#### Teks Bacaan

Eh, saya gak nyebut MSG ya?

Hehehe.... jaman itu, sekitar tahun 1965-an, belum di'temu'kan MSG versi murah-meriah dikemas dalam sachet yang sekali pake gitu. Adanya juga dalam kemasan kaleng warna kuning emas, buatan Hongkong, berjudul Vetsin, harganya mahal, masih merupakan high end product yang cuma bisa mampu dibeli oleh kaum menak.

Jadi, jaman itu, untuk penggurihnya, mereka pakai tulang sapi dan tetelan + lemak gajih yang menempel. Anda bisa lihat tulang-belulang gede-gede di dasar dandang kuah bakso yang mereka panaskan terus itu, makin lama akan makin gurih tentu, jeh!

Nah, baksonya itu tentu saja berdaging sapi asli. Waktu itu mereka belum tersentuh oleh tangan-tangan 'teknologi pangan' aka food tech yang serba canggih dan complicated, sampai mereka bisa bikin apa saja dengan bahan pengganti, seperti kecap yang semula dibuat dari kedele difermentasi itu, sekarang mah bisa diganti pake gula tetes - sisa masakan gula tebu, atau saus sambel yang bahan pokoknya pake onggok, sisa ampas hasil pembuatan tepung tapioka aka aci, kedua bahan itu (tetes tebu dan onggok) semulajadi sih buat dijadikan pakan ternah tuh - thanks to para food technician yang harahebat dan smart itu ya.

Teknologi pembuatan bakso juga masih sederhana, maklum ajah, mereka baru belajar sedikit dari tauke yang bikin bakso ikan atau bakso babai, dan mereka pun dipaksa untuk menekan COGS - Cost of Goods Sold, lha market potential mereka toh para rahayat jelata yang masih ngikutin konsep P7: Pergi Pagi Pulang Petang Pendapatan Pas Pasan, yang cuma mampu jajan bakso keliling begitu.

Jadi, yang namanya bakso Solo jaman awal-awal kemerdekaan (para penjajanya merdeka dari tauke-nya) begitu, terbuat dari daging sapi alakadarnya saja, asal ada mambu prengus sapinya ajah, dengan campuran kanji aka aci, dan sedikit ajah tepung terigu, yang hasilnya sih ya secara fisik berbentuk bulatan daging aka meat ball, ning ya teksturnya agak-agak kenyal-kenyal kayak onde-onde wedang ronde gitulah, ada lapisan bening menyelimuti sekujur tubuh sang bakso, dengan rasa dominan pedes lada plus asin garem doang. Ning, mereka tetep jaga dagingnya ya dari daging sapi asli, walau mungkin bukan dari bagian yang terbaik-nya.

########
#### Data yang Diberikan

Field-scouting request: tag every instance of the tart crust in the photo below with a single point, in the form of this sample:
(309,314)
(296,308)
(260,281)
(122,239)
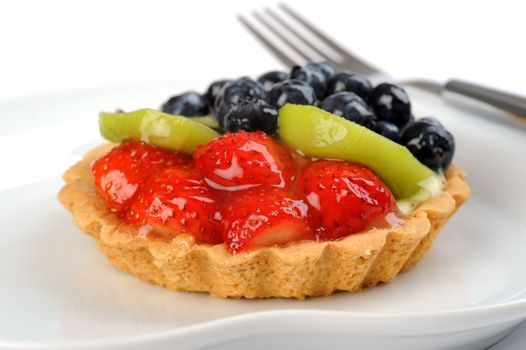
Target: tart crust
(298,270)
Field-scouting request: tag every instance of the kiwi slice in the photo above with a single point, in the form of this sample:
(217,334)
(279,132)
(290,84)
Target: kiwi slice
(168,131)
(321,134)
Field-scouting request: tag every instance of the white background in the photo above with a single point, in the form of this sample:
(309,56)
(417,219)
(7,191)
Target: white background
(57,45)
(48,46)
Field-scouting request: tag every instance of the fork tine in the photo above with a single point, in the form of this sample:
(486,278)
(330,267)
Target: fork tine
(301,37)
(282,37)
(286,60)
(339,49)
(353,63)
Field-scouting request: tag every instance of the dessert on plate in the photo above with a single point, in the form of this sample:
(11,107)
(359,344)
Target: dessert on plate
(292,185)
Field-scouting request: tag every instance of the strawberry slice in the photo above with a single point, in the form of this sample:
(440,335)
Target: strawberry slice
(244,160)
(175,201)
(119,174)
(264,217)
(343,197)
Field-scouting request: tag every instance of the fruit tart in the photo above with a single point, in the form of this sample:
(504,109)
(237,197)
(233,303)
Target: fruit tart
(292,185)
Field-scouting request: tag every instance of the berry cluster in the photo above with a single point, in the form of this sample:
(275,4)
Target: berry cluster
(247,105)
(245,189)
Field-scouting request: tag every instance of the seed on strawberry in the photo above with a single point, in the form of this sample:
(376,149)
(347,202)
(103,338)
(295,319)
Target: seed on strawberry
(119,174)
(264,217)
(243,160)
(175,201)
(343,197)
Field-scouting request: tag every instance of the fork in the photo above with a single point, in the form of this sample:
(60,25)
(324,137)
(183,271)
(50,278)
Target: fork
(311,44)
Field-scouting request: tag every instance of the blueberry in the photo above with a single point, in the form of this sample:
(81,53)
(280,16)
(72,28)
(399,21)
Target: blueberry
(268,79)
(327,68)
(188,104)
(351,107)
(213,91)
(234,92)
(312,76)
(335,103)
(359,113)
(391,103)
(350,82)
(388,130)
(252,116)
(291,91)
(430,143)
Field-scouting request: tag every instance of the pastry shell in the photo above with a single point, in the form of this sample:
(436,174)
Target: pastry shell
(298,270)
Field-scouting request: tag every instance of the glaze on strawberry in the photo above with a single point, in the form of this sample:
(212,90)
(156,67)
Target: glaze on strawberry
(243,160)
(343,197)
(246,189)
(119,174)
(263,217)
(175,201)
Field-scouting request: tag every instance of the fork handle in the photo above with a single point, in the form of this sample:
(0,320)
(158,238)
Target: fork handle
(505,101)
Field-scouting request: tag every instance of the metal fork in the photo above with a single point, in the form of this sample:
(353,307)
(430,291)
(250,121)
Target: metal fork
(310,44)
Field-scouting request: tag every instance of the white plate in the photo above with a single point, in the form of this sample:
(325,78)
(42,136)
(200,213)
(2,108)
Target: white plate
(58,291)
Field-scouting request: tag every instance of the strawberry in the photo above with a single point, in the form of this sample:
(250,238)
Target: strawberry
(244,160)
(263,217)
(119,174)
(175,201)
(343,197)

########
#### Data yang Diberikan

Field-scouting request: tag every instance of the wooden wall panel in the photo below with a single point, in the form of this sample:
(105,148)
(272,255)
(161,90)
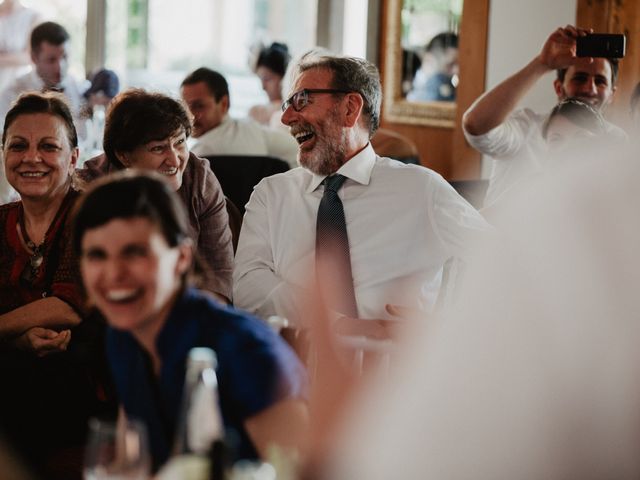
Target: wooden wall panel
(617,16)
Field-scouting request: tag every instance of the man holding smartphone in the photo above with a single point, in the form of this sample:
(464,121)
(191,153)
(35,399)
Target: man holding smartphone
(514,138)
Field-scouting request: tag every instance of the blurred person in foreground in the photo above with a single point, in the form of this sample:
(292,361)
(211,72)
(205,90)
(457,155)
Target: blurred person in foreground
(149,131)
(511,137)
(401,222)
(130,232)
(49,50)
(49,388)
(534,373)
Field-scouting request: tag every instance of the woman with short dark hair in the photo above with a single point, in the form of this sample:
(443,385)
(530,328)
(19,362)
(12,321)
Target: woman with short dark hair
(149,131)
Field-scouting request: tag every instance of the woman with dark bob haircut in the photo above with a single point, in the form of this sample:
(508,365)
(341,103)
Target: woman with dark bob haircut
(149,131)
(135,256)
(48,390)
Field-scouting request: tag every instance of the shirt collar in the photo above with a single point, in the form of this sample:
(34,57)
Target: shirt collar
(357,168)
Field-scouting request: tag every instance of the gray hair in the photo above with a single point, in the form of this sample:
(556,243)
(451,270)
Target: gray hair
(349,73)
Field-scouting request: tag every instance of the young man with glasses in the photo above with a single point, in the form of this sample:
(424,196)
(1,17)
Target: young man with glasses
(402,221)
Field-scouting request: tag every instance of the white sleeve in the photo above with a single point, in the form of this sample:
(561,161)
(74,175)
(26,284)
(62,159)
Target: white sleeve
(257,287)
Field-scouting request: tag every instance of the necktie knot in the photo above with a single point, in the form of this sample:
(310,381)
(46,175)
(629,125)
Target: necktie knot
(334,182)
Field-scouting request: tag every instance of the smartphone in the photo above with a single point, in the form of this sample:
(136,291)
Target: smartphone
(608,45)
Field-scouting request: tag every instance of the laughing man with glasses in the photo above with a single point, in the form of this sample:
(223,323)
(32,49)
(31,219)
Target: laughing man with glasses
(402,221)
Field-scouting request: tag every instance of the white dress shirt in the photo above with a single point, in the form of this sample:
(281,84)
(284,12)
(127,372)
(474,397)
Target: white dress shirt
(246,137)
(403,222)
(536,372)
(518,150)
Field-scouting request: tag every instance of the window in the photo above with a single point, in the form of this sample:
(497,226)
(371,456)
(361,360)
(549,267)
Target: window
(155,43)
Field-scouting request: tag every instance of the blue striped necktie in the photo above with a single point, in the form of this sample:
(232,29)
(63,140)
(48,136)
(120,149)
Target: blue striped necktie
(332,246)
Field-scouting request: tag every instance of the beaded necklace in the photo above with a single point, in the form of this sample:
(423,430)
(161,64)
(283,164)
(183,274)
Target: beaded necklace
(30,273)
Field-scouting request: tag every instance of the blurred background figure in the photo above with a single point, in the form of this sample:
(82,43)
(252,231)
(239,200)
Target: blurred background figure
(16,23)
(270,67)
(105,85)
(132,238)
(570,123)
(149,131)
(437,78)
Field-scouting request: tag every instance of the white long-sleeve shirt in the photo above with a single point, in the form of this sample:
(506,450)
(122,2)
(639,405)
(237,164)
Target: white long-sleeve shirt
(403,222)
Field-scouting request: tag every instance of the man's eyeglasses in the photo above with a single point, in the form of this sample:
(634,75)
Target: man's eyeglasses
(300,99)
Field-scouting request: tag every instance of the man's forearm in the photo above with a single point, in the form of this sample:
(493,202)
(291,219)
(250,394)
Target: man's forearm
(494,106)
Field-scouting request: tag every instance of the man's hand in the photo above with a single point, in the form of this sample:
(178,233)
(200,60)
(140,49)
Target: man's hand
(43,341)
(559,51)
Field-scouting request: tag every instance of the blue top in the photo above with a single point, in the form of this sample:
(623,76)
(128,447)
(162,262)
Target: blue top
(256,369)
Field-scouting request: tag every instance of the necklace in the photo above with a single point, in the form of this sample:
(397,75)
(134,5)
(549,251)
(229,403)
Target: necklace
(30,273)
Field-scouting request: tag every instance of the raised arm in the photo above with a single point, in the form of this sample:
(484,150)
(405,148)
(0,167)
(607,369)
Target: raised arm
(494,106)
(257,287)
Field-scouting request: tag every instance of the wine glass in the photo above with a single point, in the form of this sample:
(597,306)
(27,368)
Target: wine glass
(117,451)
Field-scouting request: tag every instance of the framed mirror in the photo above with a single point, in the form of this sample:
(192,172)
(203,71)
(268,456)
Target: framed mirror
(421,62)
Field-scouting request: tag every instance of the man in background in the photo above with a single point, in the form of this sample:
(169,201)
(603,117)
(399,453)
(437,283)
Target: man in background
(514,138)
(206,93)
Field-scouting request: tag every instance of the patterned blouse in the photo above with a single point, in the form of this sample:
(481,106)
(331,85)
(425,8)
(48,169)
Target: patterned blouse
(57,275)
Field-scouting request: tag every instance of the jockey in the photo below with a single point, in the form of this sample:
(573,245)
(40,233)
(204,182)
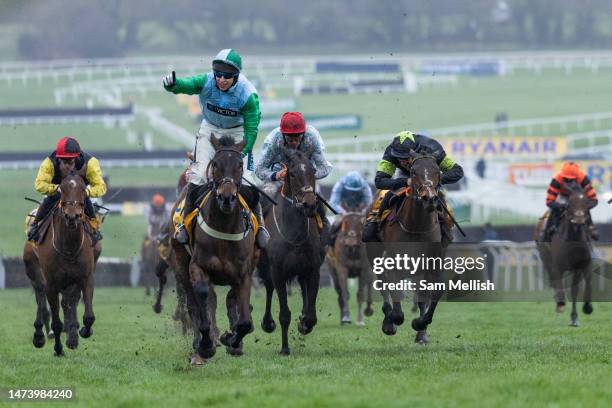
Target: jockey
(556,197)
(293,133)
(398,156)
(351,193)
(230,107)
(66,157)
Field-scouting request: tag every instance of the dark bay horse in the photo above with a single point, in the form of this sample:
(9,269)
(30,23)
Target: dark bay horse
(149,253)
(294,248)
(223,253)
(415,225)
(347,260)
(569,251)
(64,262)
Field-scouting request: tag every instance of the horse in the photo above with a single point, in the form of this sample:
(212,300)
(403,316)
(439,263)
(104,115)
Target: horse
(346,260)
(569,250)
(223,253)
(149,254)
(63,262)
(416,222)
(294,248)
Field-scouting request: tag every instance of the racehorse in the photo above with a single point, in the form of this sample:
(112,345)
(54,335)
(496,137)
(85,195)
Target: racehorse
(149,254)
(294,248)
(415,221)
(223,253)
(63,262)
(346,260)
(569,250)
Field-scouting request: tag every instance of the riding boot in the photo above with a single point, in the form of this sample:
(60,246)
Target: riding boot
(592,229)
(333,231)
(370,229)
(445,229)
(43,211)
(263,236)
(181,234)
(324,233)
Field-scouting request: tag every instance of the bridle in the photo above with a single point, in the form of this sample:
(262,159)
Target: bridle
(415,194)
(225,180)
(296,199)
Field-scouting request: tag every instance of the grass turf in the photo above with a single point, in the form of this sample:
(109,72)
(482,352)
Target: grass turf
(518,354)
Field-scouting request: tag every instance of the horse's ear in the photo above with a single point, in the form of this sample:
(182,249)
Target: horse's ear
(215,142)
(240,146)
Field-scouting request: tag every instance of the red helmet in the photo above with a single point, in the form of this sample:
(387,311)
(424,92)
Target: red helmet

########
#### Data yang Diberikan

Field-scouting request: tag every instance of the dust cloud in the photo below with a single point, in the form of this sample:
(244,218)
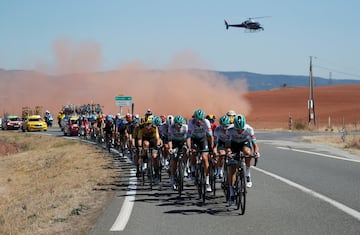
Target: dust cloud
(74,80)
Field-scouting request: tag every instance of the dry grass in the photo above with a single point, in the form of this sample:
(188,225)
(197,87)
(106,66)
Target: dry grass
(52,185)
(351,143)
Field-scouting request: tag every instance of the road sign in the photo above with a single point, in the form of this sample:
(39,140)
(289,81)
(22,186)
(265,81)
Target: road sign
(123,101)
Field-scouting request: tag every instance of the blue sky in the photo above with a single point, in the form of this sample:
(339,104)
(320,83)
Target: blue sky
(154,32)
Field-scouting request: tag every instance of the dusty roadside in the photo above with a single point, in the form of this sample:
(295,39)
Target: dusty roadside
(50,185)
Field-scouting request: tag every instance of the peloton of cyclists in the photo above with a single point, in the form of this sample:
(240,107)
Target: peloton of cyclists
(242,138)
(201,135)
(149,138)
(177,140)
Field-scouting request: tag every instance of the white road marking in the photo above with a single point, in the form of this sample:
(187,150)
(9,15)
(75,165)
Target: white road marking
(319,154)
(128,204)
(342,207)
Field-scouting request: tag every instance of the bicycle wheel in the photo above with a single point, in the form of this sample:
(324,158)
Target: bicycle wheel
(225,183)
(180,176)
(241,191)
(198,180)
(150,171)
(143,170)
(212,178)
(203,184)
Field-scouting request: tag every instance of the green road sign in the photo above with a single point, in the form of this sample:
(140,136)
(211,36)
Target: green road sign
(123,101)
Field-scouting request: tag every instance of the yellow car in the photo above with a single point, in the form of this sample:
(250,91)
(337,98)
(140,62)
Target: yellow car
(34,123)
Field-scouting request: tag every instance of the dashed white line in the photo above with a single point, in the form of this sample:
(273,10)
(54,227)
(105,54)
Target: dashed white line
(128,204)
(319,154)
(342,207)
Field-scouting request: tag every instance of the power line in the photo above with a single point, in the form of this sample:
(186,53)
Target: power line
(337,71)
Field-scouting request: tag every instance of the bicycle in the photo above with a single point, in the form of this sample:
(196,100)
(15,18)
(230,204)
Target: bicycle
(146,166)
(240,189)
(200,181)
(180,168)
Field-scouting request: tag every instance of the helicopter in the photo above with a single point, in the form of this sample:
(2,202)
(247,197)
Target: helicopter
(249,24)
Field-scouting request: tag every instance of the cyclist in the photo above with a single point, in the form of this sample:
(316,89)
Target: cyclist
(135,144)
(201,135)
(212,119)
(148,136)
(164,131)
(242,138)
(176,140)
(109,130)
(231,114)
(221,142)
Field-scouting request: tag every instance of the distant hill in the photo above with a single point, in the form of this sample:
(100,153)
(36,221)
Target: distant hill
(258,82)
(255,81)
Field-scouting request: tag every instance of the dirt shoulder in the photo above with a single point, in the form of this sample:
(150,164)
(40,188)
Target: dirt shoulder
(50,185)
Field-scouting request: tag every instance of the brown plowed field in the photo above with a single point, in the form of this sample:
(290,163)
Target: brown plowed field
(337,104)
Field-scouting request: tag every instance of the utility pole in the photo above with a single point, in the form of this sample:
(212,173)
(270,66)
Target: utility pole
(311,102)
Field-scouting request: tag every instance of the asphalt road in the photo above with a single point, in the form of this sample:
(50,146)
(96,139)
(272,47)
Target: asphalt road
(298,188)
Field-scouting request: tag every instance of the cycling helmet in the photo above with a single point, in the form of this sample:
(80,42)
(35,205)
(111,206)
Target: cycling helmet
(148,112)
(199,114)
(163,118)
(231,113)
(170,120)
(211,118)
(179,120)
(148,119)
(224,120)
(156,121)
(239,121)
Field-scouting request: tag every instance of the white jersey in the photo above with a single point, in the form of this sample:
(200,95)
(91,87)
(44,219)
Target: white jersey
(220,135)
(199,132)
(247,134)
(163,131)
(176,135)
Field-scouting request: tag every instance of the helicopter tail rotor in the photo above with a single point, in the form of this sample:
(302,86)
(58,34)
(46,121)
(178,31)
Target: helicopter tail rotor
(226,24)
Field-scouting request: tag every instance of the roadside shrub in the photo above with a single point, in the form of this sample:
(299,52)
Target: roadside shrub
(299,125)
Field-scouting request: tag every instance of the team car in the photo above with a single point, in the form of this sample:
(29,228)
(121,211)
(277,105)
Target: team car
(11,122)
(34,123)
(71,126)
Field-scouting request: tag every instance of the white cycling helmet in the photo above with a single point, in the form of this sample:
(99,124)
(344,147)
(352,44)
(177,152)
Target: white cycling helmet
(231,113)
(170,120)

########

- [Tugas 1] Sebutkan semua bahan yang dipakai sebagai penggurih kuah bakso menurut teks bacaan.
- [Tugas 2] Menurut teks bacaan, dalam kemasan apa Vetsin dijual sekitar tahun 1965-an?
- [Tugas 3] Jelaskan berdasarkan teks bacaan mengapa para penjual bakso pada masa itu memakai tulang sapi, tetelan, dan lemak gajih sebagai penggurih.

- [Jawaban yang Diharapkan 1] Tulang sapi, tetelan, dan lemak gajih yang menempel.

- [Jawaban yang Diharapkan 2] Dalam kemasan kaleng berwarna kuning emas buatan Hongkong.

- [Jawaban yang Diharapkan 3] Saat itu MSG murah dalam sachet sekali pakai belum ada. Yang tersedia hanya Vetsin dalam kaleng buatan Hongkong yang mahal dan hanya mampu dibeli kaum menak.